# Aim of the exercise
List each line of the entries below that contains the word "ribbon".
--- START Input material ---
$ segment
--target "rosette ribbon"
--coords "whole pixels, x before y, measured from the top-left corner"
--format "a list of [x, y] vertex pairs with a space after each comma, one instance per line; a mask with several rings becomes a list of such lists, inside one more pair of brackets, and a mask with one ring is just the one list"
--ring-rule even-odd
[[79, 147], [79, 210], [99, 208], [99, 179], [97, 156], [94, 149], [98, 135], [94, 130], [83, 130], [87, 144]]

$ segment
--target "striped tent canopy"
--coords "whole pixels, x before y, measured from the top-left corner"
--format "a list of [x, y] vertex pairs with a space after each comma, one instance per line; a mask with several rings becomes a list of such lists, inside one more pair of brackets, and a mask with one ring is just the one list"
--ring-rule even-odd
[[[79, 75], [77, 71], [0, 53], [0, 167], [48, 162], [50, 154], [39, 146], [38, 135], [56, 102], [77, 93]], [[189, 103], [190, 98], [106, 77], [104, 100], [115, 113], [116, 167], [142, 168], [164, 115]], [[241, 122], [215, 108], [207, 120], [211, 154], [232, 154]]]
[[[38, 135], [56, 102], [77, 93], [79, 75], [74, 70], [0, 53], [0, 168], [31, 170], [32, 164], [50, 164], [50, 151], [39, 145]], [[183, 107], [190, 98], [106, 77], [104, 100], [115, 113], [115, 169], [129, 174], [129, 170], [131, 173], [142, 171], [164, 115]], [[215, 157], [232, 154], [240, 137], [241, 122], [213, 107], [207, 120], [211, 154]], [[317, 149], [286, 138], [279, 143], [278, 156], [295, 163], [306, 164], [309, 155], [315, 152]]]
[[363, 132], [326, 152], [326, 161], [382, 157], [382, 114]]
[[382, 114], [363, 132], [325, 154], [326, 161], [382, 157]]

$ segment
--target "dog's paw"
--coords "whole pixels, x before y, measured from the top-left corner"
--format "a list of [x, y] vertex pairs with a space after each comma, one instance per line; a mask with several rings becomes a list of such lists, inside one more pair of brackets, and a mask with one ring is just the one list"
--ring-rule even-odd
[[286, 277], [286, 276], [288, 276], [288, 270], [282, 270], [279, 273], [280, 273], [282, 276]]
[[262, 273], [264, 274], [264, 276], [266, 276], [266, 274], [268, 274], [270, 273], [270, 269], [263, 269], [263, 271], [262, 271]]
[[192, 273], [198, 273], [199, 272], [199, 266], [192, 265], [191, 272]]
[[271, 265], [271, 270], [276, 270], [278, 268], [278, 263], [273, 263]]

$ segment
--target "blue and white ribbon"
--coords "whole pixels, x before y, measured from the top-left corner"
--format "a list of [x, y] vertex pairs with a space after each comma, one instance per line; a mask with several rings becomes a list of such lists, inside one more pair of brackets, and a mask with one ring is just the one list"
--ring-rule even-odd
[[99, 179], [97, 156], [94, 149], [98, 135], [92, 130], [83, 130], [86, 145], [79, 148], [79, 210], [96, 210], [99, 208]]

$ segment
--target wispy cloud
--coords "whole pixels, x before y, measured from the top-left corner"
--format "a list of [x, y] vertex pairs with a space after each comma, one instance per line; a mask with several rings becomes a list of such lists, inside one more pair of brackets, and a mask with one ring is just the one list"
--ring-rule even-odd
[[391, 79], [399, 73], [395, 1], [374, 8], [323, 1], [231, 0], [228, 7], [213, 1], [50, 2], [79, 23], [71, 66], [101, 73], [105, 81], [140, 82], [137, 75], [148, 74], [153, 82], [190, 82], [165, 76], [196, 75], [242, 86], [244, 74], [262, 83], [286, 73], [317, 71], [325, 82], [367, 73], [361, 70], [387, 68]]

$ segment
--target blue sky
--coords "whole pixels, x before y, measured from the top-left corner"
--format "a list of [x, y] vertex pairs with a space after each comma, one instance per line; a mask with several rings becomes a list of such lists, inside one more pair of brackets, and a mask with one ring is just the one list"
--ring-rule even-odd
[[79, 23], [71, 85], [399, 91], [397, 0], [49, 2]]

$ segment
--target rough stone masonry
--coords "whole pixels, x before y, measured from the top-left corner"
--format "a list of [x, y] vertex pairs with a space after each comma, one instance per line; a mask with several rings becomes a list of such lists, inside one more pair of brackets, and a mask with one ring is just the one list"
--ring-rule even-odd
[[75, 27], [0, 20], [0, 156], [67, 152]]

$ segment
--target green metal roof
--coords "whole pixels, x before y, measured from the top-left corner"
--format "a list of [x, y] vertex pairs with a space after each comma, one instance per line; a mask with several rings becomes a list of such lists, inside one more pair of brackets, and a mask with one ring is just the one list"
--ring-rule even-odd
--- END Input material ---
# Final result
--target "rosette ribbon"
--target "blue and white ribbon"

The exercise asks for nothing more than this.